--- DATASET CONTENT Enclosed Below ---

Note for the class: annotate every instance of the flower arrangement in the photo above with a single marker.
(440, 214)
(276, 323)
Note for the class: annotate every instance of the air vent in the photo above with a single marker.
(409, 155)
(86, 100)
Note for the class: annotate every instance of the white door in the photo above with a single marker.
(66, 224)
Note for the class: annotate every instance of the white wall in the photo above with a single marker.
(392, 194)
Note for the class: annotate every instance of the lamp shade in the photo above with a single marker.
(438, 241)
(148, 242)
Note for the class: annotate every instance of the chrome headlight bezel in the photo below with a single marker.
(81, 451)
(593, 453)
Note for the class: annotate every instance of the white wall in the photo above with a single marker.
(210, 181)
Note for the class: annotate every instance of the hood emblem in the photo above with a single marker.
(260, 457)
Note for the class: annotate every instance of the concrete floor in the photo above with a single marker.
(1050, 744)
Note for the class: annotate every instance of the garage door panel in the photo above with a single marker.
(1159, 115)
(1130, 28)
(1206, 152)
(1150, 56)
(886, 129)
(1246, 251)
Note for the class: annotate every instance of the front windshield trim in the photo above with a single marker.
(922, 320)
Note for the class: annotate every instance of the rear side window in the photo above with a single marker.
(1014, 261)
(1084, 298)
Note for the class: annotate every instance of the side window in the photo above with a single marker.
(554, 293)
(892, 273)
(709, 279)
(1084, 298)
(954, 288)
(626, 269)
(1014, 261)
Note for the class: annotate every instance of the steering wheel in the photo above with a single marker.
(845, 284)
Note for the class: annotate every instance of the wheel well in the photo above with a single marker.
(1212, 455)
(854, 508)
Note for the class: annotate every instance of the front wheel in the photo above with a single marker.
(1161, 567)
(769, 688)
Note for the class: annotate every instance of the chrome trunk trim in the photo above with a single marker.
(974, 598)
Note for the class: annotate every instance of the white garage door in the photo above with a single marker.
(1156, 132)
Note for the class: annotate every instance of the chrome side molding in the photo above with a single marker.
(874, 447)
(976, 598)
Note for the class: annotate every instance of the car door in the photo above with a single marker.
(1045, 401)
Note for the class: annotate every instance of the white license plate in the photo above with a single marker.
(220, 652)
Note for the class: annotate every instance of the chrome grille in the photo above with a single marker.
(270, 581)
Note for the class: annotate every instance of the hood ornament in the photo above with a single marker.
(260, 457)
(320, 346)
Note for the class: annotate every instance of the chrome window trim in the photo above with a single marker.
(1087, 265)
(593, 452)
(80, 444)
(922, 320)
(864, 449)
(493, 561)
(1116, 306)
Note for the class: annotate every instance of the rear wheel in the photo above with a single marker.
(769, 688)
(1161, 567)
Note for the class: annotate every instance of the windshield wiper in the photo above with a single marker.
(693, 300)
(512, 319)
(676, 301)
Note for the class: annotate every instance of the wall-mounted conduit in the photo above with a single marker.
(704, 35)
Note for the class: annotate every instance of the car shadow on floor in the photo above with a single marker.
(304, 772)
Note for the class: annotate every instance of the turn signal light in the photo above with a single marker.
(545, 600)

--- End of Enclosed DATASET CONTENT ---

#### WHAT NEEDS TO BE DONE:
The full set of entries above has to be restated exactly.

#### COMPLETED EXERCISE:
Note for the class: annotate every instance of the flower arrangement in the photo above with a single marker.
(440, 214)
(276, 323)
Note for the class: annotate every instance of the air vent in the photo above with a single marker.
(409, 155)
(86, 100)
Note for the class: annotate every instance of the white door in the photo above with a single marker.
(66, 224)
Note for the class: annotate every instance of the white wall in the photo above with a single marker.
(392, 194)
Note for the class: annotate every instance of the lamp shade in the photo above with a single marker.
(438, 241)
(148, 242)
Note for the class: annotate every instance of the chrome headlight bezel in the photo below with a single marker.
(81, 451)
(593, 453)
Note for the class: annotate every instance of the white wall in the photo above with a single marker.
(210, 181)
Note for the class: annotate every instance of the hood emblem in the photo above with a single marker.
(260, 457)
Note for the class: annotate every instance of the concrete floor in the photo above with a single marker.
(1050, 744)
Note for the class: annotate every instance of the garage door panel in the photo above with a single marker.
(1159, 115)
(1130, 28)
(1206, 152)
(1150, 56)
(886, 129)
(1246, 251)
Note for the class: annotate every instance of the front windshield trim in the photo above with a single marker.
(922, 320)
Note for the class: annotate every instance of the rear side window in the photo above with a single marker.
(1014, 261)
(1084, 298)
Note for the class: annotate every instance of the side window in the photo above with a single marker.
(554, 293)
(892, 273)
(709, 279)
(1084, 298)
(954, 288)
(626, 269)
(1014, 261)
Note for the class: annotate every instance of the steering wheel in the photo above with a single marker.
(845, 284)
Note for the class: annotate every instance of the wheel well in the photo above with a single marker.
(1212, 455)
(854, 508)
Note for the class: annotate every instance of the front wheel in the photo above with a single marker.
(1161, 567)
(769, 688)
Note for the class: annotate every instance of the chrome trunk trim in the photo above with a single marker.
(974, 598)
Note for the class: annotate every instance of the white garage door in the photo above with a single marker.
(1156, 132)
Note for the class: annotate every instance of the chrome side molding in the photo above with a single marker.
(874, 447)
(976, 598)
Note for the class: annotate every instance of the car door in the photo above with a single marker.
(1045, 401)
Note for the class: annotate every instance of the white license plate in the photo above with a single marker.
(220, 652)
Note for the class: annotate every instance of the chrome grille in the photo above with a single marker.
(270, 581)
Note for the class: annotate every instance of the hood ornament in the photo above with a single marker.
(260, 457)
(320, 346)
Note for the class: annotate every instance of the chrome window trim in the photo above with a single marker.
(1087, 265)
(593, 452)
(80, 444)
(922, 320)
(864, 449)
(493, 561)
(1116, 306)
Note for the class: annotate every instance of the rear wheel in the photo above with a single marker.
(769, 688)
(1161, 567)
Note for the class: annotate every instance of the windshield wiper in the photo above with a single marker.
(693, 300)
(512, 319)
(676, 301)
Note for the class: annotate every instance of the wall-mounted conduit in the photo above with a single marker.
(704, 35)
Note for the class: annotate every instance of the car shadow on floor in the photo above with a single marker.
(304, 772)
Note for the class: annotate every instance of the turn signal light in the photo above with a single marker.
(545, 600)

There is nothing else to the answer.